What is required:
Copy every line in the rows below that contains the word "tree".
BEGIN The records
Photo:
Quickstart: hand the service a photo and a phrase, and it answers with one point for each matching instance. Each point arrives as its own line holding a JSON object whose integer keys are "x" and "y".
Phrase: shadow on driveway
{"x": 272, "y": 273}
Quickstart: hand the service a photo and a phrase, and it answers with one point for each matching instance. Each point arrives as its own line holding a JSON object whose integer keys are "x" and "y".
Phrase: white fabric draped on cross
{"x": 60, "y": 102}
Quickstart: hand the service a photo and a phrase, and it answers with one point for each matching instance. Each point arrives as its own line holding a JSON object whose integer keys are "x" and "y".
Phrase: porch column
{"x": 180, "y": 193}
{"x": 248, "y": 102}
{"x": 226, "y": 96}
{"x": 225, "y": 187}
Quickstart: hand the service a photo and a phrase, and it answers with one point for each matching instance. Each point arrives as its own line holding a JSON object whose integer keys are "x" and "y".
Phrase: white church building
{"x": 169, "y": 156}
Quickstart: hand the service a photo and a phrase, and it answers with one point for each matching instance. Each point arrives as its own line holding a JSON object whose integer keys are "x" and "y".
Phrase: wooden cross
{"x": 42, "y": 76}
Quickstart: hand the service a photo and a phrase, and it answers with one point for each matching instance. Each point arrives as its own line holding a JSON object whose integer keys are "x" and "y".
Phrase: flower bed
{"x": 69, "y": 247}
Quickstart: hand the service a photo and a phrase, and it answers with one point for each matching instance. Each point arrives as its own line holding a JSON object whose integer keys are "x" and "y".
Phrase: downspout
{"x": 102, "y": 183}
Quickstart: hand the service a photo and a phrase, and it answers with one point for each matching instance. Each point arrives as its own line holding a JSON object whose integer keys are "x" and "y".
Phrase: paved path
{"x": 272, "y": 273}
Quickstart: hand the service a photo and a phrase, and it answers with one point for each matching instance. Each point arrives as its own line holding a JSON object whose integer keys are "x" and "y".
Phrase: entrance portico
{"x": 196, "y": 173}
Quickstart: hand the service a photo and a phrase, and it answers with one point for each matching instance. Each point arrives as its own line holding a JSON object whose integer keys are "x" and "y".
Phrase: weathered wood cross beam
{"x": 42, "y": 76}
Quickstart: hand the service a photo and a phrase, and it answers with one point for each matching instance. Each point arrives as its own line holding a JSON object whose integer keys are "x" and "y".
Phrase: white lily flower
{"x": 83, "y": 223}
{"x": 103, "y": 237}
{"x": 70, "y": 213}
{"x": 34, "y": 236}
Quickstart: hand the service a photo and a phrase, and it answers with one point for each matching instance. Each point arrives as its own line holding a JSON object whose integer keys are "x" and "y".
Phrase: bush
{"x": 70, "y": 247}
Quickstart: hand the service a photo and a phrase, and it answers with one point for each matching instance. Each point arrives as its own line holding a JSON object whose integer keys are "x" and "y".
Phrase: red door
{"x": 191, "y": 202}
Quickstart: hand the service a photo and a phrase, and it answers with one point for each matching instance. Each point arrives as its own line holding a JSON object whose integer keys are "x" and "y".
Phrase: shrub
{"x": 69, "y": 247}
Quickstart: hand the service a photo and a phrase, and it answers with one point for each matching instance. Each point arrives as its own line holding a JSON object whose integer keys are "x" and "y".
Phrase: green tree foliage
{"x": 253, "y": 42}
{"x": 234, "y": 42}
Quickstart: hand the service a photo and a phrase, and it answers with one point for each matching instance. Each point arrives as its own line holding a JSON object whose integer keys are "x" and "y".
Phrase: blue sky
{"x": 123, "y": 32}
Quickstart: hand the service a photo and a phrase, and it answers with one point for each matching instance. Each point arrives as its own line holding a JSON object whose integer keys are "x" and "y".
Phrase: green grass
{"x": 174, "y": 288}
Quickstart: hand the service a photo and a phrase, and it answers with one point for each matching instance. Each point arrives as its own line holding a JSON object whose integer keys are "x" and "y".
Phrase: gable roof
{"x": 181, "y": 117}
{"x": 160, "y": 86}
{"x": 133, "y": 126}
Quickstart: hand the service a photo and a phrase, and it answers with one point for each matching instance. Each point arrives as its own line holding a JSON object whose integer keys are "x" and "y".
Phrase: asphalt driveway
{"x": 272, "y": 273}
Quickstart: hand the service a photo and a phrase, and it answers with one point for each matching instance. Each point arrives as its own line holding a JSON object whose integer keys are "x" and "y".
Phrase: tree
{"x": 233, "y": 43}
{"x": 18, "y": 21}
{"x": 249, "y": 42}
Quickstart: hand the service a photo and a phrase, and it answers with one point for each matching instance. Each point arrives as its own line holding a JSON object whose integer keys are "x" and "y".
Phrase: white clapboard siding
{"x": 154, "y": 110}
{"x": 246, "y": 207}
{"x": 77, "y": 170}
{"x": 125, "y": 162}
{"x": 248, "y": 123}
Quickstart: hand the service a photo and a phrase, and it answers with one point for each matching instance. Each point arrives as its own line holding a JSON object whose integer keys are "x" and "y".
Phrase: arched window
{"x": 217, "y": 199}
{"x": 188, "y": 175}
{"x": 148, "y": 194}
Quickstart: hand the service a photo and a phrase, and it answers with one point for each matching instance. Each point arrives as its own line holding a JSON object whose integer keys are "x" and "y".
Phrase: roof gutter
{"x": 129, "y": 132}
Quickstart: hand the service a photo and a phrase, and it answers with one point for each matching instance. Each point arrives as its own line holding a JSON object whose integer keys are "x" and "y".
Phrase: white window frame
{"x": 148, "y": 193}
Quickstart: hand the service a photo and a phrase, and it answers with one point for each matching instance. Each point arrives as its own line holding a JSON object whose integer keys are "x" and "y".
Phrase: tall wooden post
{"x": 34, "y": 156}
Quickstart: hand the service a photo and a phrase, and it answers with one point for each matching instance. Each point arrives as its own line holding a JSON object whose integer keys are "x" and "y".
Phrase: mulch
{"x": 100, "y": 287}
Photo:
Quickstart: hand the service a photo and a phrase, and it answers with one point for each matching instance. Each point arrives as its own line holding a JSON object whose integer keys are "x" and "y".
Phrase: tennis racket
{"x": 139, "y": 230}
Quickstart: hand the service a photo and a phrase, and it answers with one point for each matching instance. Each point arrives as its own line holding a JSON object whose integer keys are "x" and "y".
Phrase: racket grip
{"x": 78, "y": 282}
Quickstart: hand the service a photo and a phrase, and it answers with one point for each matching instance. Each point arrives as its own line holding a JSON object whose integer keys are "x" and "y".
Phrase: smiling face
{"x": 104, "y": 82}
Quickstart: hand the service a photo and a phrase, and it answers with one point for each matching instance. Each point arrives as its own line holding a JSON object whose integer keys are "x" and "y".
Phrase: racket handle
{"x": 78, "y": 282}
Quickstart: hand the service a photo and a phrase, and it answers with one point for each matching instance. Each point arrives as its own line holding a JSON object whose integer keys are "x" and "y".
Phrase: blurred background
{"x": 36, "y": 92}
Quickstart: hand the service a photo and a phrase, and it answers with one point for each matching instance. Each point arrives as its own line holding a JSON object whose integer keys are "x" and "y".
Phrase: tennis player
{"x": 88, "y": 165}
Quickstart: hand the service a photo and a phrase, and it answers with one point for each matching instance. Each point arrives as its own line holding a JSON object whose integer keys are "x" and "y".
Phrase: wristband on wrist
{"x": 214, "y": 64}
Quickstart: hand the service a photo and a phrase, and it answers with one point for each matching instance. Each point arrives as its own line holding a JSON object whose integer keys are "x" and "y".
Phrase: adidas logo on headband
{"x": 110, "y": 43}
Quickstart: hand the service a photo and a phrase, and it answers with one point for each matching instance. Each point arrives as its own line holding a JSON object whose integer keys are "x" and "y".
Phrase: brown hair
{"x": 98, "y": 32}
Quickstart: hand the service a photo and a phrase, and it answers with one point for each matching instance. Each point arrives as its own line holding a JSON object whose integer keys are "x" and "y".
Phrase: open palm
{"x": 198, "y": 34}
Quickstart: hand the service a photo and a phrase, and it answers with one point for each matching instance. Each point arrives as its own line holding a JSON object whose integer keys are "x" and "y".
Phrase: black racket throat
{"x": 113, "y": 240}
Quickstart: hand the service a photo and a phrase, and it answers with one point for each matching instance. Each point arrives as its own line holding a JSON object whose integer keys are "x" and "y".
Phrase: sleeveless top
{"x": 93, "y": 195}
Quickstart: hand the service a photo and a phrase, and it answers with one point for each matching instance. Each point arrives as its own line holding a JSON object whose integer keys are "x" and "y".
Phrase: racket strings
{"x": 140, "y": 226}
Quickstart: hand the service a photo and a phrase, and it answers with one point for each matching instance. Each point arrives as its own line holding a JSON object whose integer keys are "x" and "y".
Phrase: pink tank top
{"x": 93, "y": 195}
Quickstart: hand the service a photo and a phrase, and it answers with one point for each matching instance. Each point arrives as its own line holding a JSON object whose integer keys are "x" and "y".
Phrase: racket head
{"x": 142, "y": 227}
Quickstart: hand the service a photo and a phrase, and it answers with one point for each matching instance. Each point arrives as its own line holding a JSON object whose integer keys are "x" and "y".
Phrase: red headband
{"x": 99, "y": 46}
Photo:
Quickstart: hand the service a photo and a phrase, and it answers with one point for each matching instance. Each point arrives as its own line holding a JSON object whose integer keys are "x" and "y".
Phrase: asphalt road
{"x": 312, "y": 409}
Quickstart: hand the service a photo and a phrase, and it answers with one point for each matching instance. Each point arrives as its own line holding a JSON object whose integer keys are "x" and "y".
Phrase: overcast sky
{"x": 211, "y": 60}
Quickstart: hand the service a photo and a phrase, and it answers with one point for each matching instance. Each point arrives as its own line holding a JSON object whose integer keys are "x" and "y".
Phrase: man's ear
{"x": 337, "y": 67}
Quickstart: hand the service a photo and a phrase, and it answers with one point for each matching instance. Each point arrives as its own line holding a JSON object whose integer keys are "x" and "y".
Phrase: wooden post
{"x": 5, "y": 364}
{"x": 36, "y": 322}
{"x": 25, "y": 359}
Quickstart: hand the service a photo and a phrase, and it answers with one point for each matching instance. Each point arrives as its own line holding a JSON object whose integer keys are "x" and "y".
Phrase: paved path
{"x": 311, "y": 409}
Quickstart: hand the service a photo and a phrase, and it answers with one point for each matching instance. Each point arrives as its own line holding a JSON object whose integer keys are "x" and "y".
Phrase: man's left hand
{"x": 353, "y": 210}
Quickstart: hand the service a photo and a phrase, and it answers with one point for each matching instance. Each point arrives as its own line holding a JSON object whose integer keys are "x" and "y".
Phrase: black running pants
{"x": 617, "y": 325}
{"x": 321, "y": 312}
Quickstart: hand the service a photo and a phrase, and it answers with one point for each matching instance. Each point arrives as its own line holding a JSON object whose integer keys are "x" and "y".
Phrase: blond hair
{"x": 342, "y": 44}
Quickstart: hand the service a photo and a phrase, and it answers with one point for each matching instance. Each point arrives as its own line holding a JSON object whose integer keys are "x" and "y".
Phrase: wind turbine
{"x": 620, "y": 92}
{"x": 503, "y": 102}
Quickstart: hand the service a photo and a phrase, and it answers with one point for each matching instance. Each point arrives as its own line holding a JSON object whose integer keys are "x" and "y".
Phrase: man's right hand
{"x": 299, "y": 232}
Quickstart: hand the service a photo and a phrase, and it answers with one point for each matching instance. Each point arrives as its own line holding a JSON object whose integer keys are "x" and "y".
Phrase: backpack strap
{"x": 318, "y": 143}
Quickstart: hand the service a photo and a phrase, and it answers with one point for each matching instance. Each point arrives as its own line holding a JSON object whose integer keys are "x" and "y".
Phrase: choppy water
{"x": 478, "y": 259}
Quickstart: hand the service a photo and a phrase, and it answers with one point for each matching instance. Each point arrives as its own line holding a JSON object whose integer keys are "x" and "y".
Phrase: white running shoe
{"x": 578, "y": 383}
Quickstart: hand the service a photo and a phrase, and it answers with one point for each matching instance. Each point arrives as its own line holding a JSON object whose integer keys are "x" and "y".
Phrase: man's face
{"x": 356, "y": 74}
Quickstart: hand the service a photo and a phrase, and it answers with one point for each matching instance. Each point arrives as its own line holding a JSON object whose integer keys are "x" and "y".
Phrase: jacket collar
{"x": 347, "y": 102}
END The records
Answer to this exercise:
Phrase: green tree foliage
Phrase: tree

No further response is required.